* [Excerpts from a point labeling dataset]
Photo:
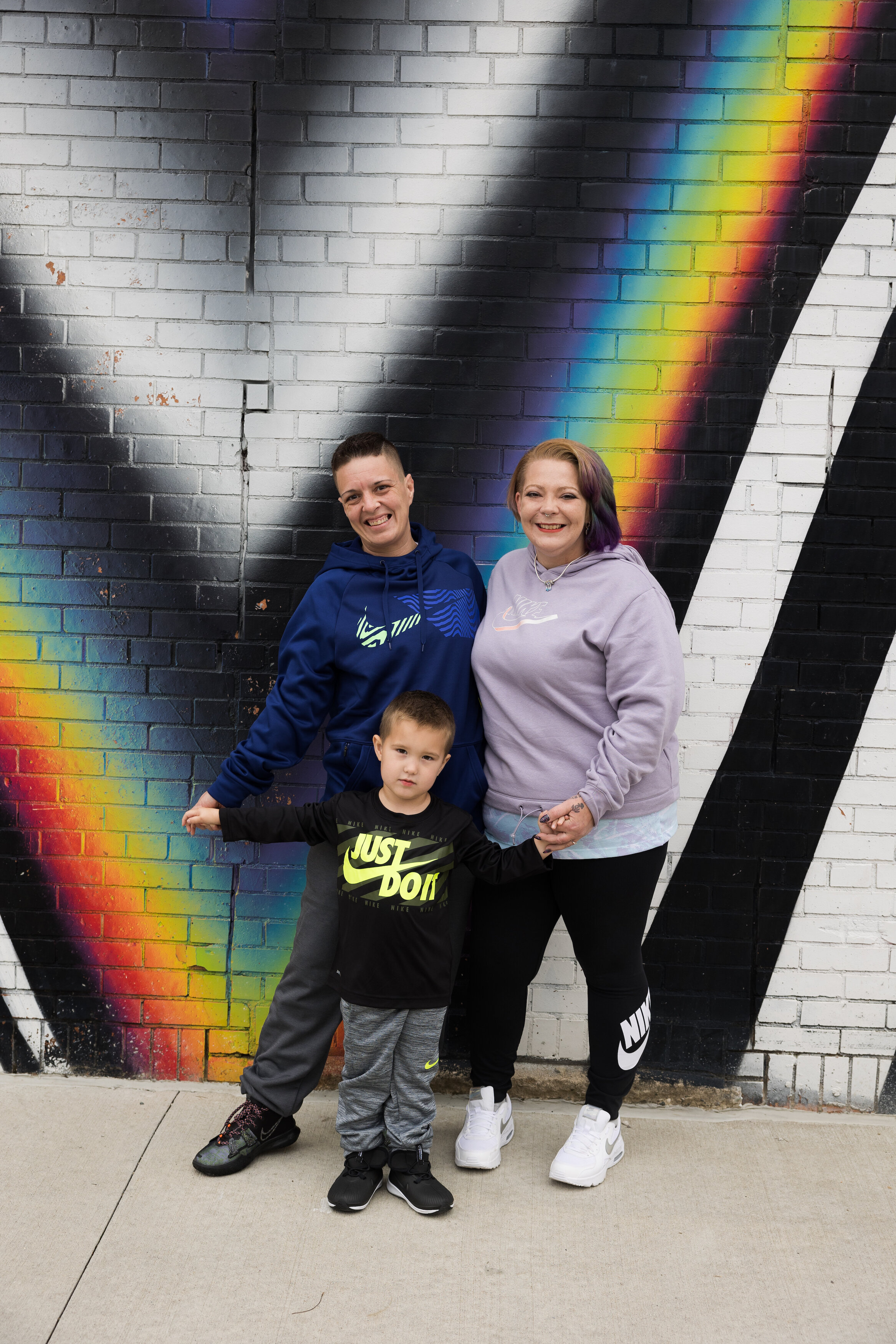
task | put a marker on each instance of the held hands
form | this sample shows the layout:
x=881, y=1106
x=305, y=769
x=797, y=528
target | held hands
x=202, y=819
x=565, y=824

* [PROBLEM STATEMENT] Repeat every line of the records above word for word, but leave the pictures out.

* [EXPECTED OUTPUT]
Photo:
task | put a marker on each instance of the held hands
form | this sample shows the layout:
x=881, y=1106
x=305, y=769
x=797, y=528
target | held hands
x=202, y=819
x=565, y=824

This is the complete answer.